Extract to read >>
Location: The Netherlands
Joined: 17 Mar 2005
Likes: 5 pages

Posts: 683

PostPosted: Tue 05 Jul, 2011 4:02 pm    Post subject:         Reply with quote

Ryan A. Currier wrote:
Does anybody know if a bailiff would be used, or required, for a landed man of some 80 acres? I'm talking the top end of commoner here... Someone who can come and go as he pleases, but lacks gentle birth. Is it within the realm of possibility, or more probable, that such a man would manage his own affairs directly? Might possibly work in the field with the laborers?
It is my understanding that such men did exist, though I could be mistaken. I know there were men owing little to no service, though rent was paid, but I believe I read, some time ago mind you, that some men did exist who owned land (13th century, England), but lacked gentle birth.


It would greatly depend on the place.

In some regions of the Netherlands, notably West-Friesland, Friesland, East-Friesland (in modern-day Germany), Groningen and Drenthe, there was hardly any centralised rule at all in large periods in the middle ages.

In Friesland, the result was that some farmers became wealthy enough to build stone houses and recruit small armies to use against their neighbors, thus becoming de facto nobility themselves, even though not originally of noble blood.

In Drenthe on the other hand, the land was not so fertile and the farmers had to work together to make a living. As a result they probably had no time for warfare. But the judicial system they had was quite interesting and possibly going back to Germanic times, or even earlier.

In Groningen, on the border between Drenthe and Friesland, most power was concentrated in the city of Groningen, which was/is by far the largest in the north-east of the Netherlands. Being an Free Imperial City, it was formally ruled by the emperor directly. But as the emperor was far away and powerless, the city could do whatever it wished...

So in all these regions, the individual farmer would be free and would own their own lands. Nevertheless, the differences were great.

As we know, the Netherlands is not a huge country, and the three regions I mentioned are only a third or fourth part of it... If the differences in economic and social structure would be so large in such a small area, then how big would the differences be in a Europe from Ireland to Russia?

This being an English language forum, I'd imagine that most reference material brought forward would concern England. But then again, I think that England is a bit of a strange case itself, since the yeomanry was never abolished in favor of a really thoroughly feudal society as was the case in France or large portions of Germany.

Sorry for the slightly off-topic post...

The articles by Prof. Munro are good reading btw! Thanks Ariella!

Information supplied >>

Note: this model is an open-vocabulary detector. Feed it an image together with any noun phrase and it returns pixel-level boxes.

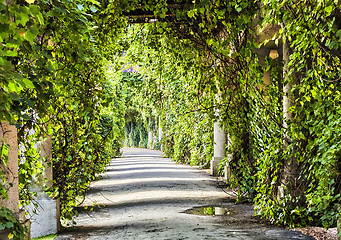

Task instructions >>
1) Answer these questions using the forum post on medieval Dutch farmers.
(a) What did some farmers in Friesland become wealthy enough to build?
(b) Why did the farmers in Drenthe have to work together to make a living?
(c) By whom was the city of Groningen formally ruled?
2) From the forum post on medieval Dutch farmers, print the passage starting with "As we know, the" and going on through "portions of Germany.".

Outputs in order >>
1)
(a) They became wealthy enough to build stone houses.
(b) The land in Drenthe was not so fertile.
(c) It was formally ruled by the emperor directly.

2)
As we know, the Netherlands is not a huge country, and the three regions I mentioned are only a third or fourth part of it... If the differences in economic and social structure would be so large in such a small area, then how big would the differences be in a Europe from Ireland to Russia?

This being an English language forum, I'd imagine that most reference material brought forward would concern England. But then again, I think that England is a bit of a strange case itself, since the yeomanry was never abolished in favor of a really thoroughly feudal society as was the case in France or large portions of Germany.